▶ [EXERCISE DESCRIPTION]
Please pick out every line in the rows below that contains the word "cliff", and copy each one.

▶ [PROVIDED ENTRIES]

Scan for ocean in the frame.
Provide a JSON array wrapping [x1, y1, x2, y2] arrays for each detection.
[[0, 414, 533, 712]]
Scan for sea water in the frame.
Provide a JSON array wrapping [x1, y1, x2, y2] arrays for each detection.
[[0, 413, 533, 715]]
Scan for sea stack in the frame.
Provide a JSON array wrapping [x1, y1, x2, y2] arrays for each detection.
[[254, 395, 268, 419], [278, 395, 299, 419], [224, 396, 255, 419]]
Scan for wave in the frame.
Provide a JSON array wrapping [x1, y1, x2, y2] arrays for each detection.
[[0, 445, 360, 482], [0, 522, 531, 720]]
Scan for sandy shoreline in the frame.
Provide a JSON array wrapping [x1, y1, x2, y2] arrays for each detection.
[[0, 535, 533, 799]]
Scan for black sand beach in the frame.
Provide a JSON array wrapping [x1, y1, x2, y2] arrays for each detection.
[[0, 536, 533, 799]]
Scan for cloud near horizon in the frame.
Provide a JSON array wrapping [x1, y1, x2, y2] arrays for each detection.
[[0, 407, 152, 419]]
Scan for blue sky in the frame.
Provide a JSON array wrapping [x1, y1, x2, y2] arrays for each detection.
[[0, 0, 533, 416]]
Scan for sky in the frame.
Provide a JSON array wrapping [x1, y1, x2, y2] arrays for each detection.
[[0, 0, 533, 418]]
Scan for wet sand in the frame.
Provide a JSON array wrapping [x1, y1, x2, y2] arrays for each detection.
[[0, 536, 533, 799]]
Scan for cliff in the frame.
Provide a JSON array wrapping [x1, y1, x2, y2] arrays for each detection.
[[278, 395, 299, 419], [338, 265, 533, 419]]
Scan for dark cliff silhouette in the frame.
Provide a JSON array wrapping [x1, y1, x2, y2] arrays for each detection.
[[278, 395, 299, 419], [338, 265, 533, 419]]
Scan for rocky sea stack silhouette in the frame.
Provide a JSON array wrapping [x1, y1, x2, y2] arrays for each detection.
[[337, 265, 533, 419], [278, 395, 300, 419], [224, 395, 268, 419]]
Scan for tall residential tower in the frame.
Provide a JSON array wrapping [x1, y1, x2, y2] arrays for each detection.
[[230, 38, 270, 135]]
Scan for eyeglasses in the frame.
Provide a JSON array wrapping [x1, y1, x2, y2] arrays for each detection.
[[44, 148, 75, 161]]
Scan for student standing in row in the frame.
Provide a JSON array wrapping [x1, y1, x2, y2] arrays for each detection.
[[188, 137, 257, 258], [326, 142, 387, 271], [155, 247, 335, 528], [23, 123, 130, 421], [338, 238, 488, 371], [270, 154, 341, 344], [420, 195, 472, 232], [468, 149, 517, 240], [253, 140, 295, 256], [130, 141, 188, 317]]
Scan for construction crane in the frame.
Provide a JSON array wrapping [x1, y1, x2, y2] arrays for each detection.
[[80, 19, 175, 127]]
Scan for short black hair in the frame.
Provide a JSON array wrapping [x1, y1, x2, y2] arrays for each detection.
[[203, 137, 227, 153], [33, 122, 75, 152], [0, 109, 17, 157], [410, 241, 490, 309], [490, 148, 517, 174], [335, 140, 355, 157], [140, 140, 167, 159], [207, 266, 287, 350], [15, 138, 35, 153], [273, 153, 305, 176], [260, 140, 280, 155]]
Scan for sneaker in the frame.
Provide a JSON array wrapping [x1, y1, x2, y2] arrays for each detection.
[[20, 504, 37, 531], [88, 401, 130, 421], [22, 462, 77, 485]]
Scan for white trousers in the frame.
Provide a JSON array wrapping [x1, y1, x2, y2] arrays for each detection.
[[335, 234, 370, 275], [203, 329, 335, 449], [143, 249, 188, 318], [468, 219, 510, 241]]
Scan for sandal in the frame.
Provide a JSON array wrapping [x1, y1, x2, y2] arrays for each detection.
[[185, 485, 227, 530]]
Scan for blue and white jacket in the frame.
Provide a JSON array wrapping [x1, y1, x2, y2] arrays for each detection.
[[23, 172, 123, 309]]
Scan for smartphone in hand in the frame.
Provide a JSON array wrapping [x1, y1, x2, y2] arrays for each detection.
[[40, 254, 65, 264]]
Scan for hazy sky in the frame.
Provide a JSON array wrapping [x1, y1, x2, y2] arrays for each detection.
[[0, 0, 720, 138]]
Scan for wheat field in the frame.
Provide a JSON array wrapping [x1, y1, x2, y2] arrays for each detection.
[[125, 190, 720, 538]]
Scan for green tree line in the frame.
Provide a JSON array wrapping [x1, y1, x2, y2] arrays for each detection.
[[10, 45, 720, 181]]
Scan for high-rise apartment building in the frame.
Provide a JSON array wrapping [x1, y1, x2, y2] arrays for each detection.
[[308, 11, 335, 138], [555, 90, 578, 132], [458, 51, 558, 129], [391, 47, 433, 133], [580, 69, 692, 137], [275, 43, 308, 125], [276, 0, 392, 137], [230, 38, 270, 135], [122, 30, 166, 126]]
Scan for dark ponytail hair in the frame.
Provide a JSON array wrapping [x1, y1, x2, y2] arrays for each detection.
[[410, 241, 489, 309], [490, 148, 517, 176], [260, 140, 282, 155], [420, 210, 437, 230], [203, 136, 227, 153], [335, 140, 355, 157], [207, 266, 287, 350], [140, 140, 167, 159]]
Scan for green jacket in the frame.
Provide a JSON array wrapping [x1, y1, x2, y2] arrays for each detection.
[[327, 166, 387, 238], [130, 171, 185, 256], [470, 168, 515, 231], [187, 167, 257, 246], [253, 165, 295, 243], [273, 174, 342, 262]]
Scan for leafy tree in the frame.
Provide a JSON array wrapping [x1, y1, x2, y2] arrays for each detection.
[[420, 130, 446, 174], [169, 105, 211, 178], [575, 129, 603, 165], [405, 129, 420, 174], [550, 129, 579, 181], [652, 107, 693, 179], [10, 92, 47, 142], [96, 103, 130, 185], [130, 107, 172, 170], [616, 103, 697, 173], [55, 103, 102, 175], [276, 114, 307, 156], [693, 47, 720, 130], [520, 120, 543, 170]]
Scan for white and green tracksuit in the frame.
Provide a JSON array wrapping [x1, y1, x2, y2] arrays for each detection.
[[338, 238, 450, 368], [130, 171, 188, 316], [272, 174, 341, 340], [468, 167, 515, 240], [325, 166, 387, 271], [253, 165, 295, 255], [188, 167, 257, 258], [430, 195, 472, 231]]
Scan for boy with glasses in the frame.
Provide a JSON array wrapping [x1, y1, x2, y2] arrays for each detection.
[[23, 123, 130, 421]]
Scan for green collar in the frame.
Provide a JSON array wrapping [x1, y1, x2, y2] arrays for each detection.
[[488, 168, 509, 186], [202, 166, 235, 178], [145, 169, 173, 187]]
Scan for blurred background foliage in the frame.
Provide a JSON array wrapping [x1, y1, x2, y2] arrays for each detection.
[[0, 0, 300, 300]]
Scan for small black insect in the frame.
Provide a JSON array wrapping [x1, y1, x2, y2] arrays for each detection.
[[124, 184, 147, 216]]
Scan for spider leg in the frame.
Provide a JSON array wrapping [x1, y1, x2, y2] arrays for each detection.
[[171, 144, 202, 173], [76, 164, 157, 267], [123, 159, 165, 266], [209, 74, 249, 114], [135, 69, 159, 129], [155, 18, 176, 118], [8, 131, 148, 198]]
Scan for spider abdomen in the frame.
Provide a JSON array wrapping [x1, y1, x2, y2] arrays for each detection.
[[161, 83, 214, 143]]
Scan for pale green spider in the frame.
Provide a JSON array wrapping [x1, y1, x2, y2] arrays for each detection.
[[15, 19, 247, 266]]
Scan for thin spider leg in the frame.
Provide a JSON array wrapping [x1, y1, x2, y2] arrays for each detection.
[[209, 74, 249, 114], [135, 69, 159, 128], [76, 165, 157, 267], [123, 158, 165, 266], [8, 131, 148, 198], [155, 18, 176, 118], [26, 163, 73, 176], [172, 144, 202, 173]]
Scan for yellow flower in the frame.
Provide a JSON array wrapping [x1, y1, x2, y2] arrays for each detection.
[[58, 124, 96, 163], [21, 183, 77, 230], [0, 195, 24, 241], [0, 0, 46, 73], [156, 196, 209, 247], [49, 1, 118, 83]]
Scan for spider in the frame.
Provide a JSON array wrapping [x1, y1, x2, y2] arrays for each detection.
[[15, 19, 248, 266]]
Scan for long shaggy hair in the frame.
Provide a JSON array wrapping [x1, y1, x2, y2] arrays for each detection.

▶ [OUTPUT FOR THIS TASK]
Scan for cliff in the frame.
Scan for dark cliff silhouette in the frame.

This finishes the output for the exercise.